Petite tâche a -> Compte les lignes de la liste ci-dessous qui contiennent le mot « green », en respectant la casse. Donne seulement ce nombre.

Passage fourni ->
┄┄┄┄┄┄┄┄┄┄┄┄┄┄┄┄┄┄┄┄
Vie et mort des croyances collectives,

de Gérald Bronner,

Hermann (Société et Pensées), 2006.

      Prenez une grenouille. Plongez-la dans une casserole remplie d'eau froide. Tandis qu'elle y séjourne paisiblement, augmentez la température d'un degré. Elle ne percevra pas la différence. Puis augmentez de deux degrés, de trois et ainsi de suite, très progressivement, jusqu'à atteindre l'ébullition. La grenouille ne se sera aperçu de rien ; elle sera morte ébouillantée. Cette parabole est utilisée par Gérald Bronner dans ce livre pour illustrer l'idée que, petit à petit, chacun de nous peut se mettre à croire à des choses aberrantes sans s'en rendre compte. Ce qui veut dire — et c'est là une des idées centrales du livre — que les croyances les plus saugrenues ne viennent pas nécessairement de nulle part. Il y a souvent une progression logique qui les sous-tend. Ainsi les membres de telle ou telle secte jugée extravagante n'ont pas forcément perdu toute leur raison. C'est d'ailleurs pour cela — au grand étonnement des observateurs naïfs — qu'ils peuvent parfois exercer en même temps des professions « intellectuelles » (médecin, ingénieur, etc.) qui font appel à un minimum de sens critique.
┄┄┄┄┄┄┄┄┄┄┄┄┄┄┄┄┄┄┄┄
Petite tâche b -> Prolonge le texte ci-dessus sur les croyances collectives, à partir de sa dernière phrase.

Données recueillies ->
┄┄┄┄┄┄┄┄┄┄┄┄┄┄┄┄┄┄┄┄
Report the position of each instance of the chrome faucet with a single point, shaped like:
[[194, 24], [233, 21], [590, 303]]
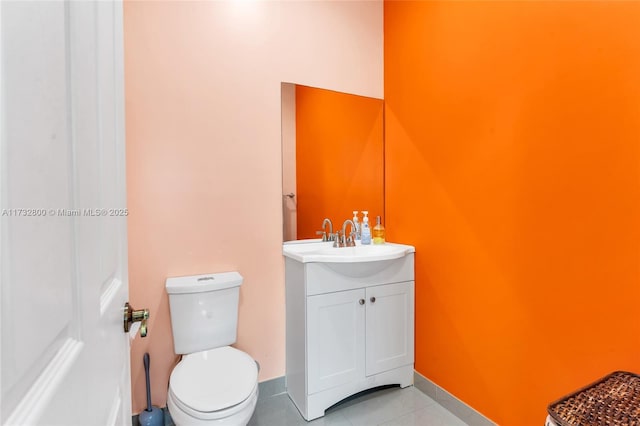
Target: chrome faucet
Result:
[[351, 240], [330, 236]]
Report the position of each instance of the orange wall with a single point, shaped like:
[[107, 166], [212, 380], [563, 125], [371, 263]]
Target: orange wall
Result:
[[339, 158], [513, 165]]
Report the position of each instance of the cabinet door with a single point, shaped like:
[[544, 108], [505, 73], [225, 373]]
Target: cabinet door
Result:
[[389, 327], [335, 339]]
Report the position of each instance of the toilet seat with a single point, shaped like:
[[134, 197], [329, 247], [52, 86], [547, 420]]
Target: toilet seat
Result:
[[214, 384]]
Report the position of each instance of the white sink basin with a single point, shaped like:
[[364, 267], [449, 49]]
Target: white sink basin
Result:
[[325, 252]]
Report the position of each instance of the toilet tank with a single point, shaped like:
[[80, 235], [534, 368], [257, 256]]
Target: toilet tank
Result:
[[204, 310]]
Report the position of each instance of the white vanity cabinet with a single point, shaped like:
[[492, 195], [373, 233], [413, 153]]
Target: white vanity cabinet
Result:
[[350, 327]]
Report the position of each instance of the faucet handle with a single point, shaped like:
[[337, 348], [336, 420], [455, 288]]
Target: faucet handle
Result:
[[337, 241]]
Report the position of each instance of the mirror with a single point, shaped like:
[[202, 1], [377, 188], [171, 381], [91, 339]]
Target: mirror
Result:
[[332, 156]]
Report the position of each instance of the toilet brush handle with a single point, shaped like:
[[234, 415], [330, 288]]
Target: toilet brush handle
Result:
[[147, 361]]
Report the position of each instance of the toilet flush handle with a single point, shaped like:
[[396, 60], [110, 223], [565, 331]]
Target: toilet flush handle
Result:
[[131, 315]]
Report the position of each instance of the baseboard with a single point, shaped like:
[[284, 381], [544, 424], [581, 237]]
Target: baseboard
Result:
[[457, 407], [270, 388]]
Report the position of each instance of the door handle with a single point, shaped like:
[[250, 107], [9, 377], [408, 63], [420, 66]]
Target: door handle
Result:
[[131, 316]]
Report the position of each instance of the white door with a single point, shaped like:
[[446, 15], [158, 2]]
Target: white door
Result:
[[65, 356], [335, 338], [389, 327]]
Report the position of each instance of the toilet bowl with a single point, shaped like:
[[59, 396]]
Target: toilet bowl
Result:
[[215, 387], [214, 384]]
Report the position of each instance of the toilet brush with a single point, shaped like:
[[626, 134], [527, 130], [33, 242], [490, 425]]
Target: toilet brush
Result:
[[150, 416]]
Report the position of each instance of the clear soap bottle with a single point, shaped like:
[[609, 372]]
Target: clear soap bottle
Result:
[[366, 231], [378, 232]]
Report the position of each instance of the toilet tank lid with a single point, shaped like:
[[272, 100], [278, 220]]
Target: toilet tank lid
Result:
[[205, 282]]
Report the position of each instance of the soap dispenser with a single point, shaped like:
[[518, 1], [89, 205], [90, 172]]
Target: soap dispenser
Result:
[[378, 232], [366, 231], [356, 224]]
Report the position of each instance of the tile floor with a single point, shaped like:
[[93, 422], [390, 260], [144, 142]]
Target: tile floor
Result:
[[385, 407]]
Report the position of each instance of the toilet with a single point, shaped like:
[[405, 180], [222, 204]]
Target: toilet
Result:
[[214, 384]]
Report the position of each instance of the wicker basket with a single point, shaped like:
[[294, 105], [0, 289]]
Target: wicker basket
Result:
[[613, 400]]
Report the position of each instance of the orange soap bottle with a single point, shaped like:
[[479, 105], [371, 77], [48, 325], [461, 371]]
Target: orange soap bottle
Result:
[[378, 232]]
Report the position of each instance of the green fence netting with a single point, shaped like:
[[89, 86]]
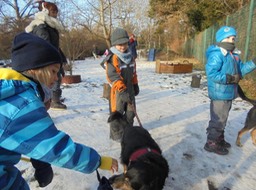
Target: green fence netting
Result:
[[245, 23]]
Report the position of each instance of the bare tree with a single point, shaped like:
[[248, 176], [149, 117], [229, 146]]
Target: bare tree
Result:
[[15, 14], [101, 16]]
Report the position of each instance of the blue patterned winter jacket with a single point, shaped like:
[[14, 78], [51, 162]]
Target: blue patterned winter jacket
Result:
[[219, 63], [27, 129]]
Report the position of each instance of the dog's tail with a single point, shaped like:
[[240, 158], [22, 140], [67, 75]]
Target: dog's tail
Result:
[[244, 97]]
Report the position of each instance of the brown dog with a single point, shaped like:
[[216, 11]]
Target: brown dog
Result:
┄┄┄┄┄┄┄┄┄┄┄┄┄┄┄┄┄┄┄┄
Réponse attendue a -> 2

Réponse attendue b ->
      Bronner ne considère pas pour autant que toutes les croyances se valent. Si elles relèvent presque toutes d'une logique, certaines logiques sont, à ses yeux, incorrectes. Son propos consiste alors à mettre à plat les mécanismes qui conduisent à l'émergence et à la disparition de ces croyances collectives problématiques. L'analyse de la crédulité collective n'a rien de nouveau. Raymond Boudon a été, en France, l'introducteur du genre. Toute l'originalité de Bronner est d'adopter une approche expérimentale. S'appuyant sur une série de questionnaires et d'entretiens à propos de croyances contemporaines très diverses (rumeur sur la disparition des cadavres dans le XIIIe arrondissement de Paris, abandon de la croyance au Père Noël, etc.), il décortique la façon dont on en vient à croire ou à abandonner une croyance. Autant d'analyses critiques qui permettent de comprendre comment l'on devient une grenouille ébouillantée.

Thomas Lepeltier, Sciences Humaines, 174, août-septembre 2006.